[Dataset items]
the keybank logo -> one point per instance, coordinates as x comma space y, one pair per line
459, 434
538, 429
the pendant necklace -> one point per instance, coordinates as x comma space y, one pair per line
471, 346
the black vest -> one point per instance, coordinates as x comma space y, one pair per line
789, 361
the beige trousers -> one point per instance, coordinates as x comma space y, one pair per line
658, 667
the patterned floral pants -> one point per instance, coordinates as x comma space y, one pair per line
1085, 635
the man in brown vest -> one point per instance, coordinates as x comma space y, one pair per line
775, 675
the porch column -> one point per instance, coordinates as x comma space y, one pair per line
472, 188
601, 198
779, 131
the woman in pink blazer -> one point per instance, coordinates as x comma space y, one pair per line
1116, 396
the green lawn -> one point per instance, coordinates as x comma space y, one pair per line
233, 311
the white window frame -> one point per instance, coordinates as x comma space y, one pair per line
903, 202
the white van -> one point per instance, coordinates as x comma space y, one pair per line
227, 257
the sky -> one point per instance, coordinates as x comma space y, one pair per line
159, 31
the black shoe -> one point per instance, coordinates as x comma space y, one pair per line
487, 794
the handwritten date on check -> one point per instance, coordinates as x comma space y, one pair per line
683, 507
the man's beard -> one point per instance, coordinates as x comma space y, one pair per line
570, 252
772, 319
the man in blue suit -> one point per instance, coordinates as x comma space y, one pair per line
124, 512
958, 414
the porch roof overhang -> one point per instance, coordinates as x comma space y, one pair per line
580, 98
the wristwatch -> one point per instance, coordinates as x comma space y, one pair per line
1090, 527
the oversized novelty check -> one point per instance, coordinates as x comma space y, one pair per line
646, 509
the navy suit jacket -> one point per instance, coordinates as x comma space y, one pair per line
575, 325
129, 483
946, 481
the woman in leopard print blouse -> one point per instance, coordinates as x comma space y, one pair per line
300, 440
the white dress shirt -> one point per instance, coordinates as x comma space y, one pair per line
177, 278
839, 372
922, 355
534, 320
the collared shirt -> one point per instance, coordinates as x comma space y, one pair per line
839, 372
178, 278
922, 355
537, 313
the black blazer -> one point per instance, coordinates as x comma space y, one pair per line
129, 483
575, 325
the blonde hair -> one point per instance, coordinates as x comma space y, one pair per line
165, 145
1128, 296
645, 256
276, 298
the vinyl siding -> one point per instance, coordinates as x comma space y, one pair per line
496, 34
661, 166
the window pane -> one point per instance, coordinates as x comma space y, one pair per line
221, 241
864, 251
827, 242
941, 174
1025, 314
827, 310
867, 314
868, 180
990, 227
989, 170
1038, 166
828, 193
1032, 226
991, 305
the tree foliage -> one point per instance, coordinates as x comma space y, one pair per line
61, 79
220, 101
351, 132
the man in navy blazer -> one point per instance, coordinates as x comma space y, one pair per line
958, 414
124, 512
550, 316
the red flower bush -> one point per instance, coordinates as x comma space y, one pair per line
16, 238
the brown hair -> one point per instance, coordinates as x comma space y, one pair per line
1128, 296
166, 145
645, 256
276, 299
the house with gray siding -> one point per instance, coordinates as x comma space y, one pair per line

● WORK TO DO
Reproduce all of the material above word for word, keeping every line in its original order.

● REPLY TO THE EXERCISE
the keybank logo -> one point per instance, coordinates as x comma space y, one pair per line
459, 434
538, 429
the pendant necklace -> one point per instance, coordinates as x comma space y, one pair per line
471, 346
the black vest -> one point per instance, coordinates as x comma space y, one pair per line
789, 361
the beige trousers -> one point per instance, coordinates as x comma space y, one pair per line
658, 667
the patterned floral pants -> one point per instance, coordinates as x comma space y, one pair per line
1085, 635
the man in brown vest -> one point per instance, coordinates as x comma space y, one pair per line
775, 675
the porch column -> one point per instance, coordinates as x comma space y, one pair per line
472, 188
601, 198
779, 131
the woman in pink blazer -> one point per instance, coordinates as x comma space y, one pair per line
1116, 396
the green lawn -> one point per instance, coordinates as x comma space y, one pair per line
233, 311
the white window frame -> one point per instance, coordinates as x comma space y, one pair per line
903, 202
the white van -> one point per instance, coordinates as x comma space y, one pair per line
227, 257
the sky -> one point per instance, coordinates as x comma space y, one pair per line
159, 31
the black shoe -> one point per instance, coordinates as x comma space y, one pair per line
487, 794
the handwritten date on check -> one point per instance, coordinates as x comma space y, one pair per line
683, 507
the man's beard -> one point per instance, coordinates as x comma space y, one pair per line
570, 252
772, 319
the man in blue suit -> one point per instance, coordinates as x comma space y, one pair per line
124, 512
958, 414
the porch roof overhang -> one point per instance, coordinates as x comma space y, one pair per line
580, 98
the wristwatch -> one point per instance, coordinates as x comma space y, one pair per line
1090, 527
the oversized novelty check -> one point per instance, coordinates as x comma space y, one pair per line
646, 509
the navy suit jacket -> one point per instance, coordinates as x comma space y, one pair per line
575, 325
129, 483
946, 481
the woman in leopard print blouse -> one point per instance, coordinates as x comma space y, one pair per line
300, 440
the white dress shirt -> one point per instance, coordinates as x comma space y, one pair per line
177, 278
839, 372
922, 355
534, 320
the collared shirt -> one point per instance, coordinates as x comma space y, one pair per line
839, 372
178, 278
922, 355
537, 313
the black blazer -> one point per instance, coordinates as x comma space y, one pair per line
129, 483
575, 325
the blonde hair -> one point per instance, coordinates as x comma space y, one pair per line
165, 145
1128, 296
645, 256
276, 298
the vinyl siding -> one point per instance, coordinates as x comma space y, one pair per line
496, 34
661, 166
the window pane -> one point per instance, coordinates as x comma space y, one pair per line
221, 241
864, 251
827, 242
941, 174
1025, 314
827, 310
867, 314
868, 180
990, 227
989, 170
1038, 166
828, 193
1032, 226
991, 305
the tree foliage -> one point per instance, coordinates as x comma space y, one pair per line
61, 79
220, 101
351, 132
the man in navy blazer -> one point per instance, coordinates as x comma space y, one pair per line
958, 414
124, 512
550, 316
the red flower bush -> one point per instance, coordinates as x comma space y, one pair per line
16, 238
the brown hair -> one point per instance, coordinates as x comma space y, one pair per line
1128, 296
166, 145
645, 256
276, 299
the house with gray siding -> one point per instance, coordinates as x comma space y, one pair per line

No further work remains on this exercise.